+++ Document section

Add validation on the buffer-to-buffer copies within same buffer

This patch adds the validation on the buffer-to-buffer copies within the
same buffer. When the source and destination buffer are the same one in
CopyBufferToBuffer(), the copy region cannot overlap or it will cause
undefined behaviors on Metal and Vulkan.

BUG=dawn:17
TEST=dawn_unittests, dawn_end2end_tests

Change-Id: I63ab790787ec0a973ae22787a9348bddfb6a5373
Reviewed-on: https://dawn-review.googlesource.com/c/dawn/+/21602
Reviewed-by: Austin Eng <enga@chromium.org>
Commit-Queue: Jiawei Shao <jiawei.shao@intel.com>
diff --git a/src/dawn_native/CommandEncoder.cpp b/src/dawn_native/CommandEncoder.cpp
index f0dd1d1..dbd2069 100644
--- a/src/dawn_native/CommandEncoder.cpp
+++ b/src/dawn_native/CommandEncoder.cpp
@@ -102,6 +102,20 @@
             return {};
         }
 
+        MaybeError ValidateB2BCopyWithinSameBuffer(uint64_t dataSize,
+                                                   uint64_t srcOffset,
+                                                   uint64_t dstOffset) {
+            uint64_t maxOffset = std::max(srcOffset, dstOffset);
+            uint64_t minOffset = std::min(srcOffset, dstOffset);
+
+            if (minOffset + dataSize > maxOffset) {
+                return DAWN_VALIDATION_ERROR(
+                    "Copy regions cannot overlap when copy within the same buffer");
+            }
+
+            return {};
+        }
+
         MaybeError ValidateTexelBufferOffset(const BufferCopyView& bufferCopy,
                                              const Format& format) {
             if (bufferCopy.offset % format.blockByteSize != 0) {
@@ -648,6 +662,11 @@
                 DAWN_TRY(ValidateCopySizeFitsInBuffer(destination, destinationOffset, size));
                 DAWN_TRY(ValidateB2BCopyAlignment(size, sourceOffset, destinationOffset));
 
+                if (source == destination) {
+                    DAWN_TRY(
+                        ValidateB2BCopyWithinSameBuffer(size, sourceOffset, destinationOffset));
+                }
+
                 DAWN_TRY(ValidateCanUseAs(source, wgpu::BufferUsage::CopySrc));
                 DAWN_TRY(ValidateCanUseAs(destination, wgpu::BufferUsage::CopyDst));
 
diff --git a/src/tests/end2end/CopyTests.cpp b/src/tests/end2end/CopyTests.cpp
index f00df82..7265a2d 100644
--- a/src/tests/end2end/CopyTests.cpp
+++ b/src/tests/end2end/CopyTests.cpp
@@ -71,6 +71,8 @@
         }
 };
 
+class CopyTests_B2B : public CopyTests {};
+
 class CopyTests_T2B : public CopyTests {
     protected:
 
@@ -399,6 +401,57 @@
     }
 };
 
+// Test that copying within the same buffer works
+TEST_P(CopyTests_B2B, CopyWithinSameBuffer) {
+    // Copy the first 2 uint32_t values to the 4th and 5th uint32_t values.

++++++
+++ Stored records

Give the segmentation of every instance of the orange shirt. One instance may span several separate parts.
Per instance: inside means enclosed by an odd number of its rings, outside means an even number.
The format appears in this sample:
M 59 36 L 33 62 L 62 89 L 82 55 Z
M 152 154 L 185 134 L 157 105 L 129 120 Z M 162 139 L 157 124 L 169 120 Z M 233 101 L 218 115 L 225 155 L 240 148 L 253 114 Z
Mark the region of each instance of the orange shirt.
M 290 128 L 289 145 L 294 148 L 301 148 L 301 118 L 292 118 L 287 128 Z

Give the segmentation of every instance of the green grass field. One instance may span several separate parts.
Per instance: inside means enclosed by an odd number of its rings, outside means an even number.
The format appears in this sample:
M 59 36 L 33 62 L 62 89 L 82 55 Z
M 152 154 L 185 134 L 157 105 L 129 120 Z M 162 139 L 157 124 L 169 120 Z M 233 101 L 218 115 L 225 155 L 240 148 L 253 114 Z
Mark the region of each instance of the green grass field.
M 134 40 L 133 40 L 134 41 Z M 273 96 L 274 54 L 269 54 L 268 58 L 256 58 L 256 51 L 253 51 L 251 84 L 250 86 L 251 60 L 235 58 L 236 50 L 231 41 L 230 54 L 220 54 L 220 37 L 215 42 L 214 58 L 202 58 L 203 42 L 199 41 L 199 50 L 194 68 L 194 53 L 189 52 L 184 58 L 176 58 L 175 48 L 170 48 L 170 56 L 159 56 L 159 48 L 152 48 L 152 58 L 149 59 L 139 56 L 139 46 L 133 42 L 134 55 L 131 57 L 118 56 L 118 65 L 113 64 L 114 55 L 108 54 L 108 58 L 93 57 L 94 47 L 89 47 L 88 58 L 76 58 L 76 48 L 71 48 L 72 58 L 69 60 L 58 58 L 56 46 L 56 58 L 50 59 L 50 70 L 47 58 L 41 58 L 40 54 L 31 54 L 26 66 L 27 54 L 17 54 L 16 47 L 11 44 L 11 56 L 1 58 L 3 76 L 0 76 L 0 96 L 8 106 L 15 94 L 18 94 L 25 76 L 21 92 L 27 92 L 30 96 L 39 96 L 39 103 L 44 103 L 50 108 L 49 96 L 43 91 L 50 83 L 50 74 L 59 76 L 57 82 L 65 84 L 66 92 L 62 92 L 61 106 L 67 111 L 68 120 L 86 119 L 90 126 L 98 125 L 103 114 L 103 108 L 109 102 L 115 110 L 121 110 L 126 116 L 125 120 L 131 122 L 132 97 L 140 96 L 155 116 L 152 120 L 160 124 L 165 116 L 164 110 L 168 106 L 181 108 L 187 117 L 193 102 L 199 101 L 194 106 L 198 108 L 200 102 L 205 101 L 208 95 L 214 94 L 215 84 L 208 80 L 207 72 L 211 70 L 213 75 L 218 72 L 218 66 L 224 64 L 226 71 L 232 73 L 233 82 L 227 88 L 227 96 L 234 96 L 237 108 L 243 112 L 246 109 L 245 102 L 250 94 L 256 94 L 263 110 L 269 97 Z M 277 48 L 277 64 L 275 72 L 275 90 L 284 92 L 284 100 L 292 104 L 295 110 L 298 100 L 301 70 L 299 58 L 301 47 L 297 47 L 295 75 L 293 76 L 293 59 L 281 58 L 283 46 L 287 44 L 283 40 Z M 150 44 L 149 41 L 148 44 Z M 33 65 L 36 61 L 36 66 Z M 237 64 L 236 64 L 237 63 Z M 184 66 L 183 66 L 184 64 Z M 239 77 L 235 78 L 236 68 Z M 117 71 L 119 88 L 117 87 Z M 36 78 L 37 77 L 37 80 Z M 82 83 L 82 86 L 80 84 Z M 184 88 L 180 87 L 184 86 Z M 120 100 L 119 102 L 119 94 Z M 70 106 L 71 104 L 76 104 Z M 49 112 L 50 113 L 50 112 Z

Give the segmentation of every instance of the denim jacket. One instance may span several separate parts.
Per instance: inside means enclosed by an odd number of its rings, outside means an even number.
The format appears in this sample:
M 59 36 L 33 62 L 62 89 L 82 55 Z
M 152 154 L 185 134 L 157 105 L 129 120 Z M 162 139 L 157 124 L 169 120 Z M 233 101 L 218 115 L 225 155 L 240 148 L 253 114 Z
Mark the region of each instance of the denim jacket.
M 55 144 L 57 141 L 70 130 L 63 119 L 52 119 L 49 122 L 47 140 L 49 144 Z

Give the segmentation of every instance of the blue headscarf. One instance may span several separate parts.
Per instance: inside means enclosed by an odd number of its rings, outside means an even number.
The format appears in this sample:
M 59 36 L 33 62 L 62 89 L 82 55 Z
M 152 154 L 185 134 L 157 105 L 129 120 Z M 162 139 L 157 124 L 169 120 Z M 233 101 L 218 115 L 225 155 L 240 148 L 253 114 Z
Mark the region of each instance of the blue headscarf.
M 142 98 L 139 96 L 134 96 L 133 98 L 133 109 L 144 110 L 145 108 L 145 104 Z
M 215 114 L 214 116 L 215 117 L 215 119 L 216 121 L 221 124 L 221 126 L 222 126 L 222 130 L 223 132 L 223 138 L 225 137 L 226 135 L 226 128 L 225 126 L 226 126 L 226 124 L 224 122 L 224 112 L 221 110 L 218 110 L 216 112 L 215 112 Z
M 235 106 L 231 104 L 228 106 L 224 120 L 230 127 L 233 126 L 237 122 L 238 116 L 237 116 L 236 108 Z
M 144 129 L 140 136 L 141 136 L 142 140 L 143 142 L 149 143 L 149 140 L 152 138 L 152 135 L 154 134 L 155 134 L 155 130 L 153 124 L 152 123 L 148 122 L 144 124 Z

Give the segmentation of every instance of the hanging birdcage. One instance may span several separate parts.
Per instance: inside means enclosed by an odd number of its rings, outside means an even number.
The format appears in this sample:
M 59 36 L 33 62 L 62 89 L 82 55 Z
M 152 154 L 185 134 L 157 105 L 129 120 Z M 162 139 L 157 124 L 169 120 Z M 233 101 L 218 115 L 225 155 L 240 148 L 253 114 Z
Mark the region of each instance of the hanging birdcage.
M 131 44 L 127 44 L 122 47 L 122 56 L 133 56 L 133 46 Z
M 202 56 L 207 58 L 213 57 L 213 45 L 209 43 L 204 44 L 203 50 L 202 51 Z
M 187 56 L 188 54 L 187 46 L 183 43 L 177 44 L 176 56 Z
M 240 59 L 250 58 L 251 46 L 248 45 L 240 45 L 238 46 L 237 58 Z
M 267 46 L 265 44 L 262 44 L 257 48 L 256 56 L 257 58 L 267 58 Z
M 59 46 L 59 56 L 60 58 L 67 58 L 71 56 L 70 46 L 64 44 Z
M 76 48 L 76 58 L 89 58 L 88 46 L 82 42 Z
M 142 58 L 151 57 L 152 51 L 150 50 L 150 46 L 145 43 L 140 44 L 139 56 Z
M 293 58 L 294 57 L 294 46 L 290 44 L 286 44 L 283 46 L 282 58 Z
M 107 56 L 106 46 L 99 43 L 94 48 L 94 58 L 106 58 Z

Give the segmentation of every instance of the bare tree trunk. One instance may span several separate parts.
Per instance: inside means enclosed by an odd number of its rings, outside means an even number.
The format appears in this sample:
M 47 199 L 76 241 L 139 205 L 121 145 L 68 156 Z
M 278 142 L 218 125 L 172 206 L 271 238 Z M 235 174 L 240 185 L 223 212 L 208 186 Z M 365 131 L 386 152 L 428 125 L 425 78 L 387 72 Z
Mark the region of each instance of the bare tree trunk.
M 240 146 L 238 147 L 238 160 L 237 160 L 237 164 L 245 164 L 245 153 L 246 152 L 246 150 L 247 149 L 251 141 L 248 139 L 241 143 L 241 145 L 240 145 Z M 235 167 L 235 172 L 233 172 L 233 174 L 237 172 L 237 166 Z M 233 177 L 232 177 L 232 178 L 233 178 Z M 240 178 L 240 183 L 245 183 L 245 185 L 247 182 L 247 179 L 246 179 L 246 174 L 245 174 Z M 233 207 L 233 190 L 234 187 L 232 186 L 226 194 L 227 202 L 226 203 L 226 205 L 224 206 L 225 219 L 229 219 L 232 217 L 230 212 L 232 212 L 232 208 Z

++++++

Print the part of the Dawn patch between "Add validation on" and "Metal and Vulkan.", inclusive, without altering a single character.

* Complete answer *
Add validation on the buffer-to-buffer copies within same buffer

This patch adds the validation on the buffer-to-buffer copies within the
same buffer. When the source and destination buffer are the same one in
CopyBufferToBuffer(), the copy region cannot overlap or it will cause
undefined behaviors on Metal and Vulkan.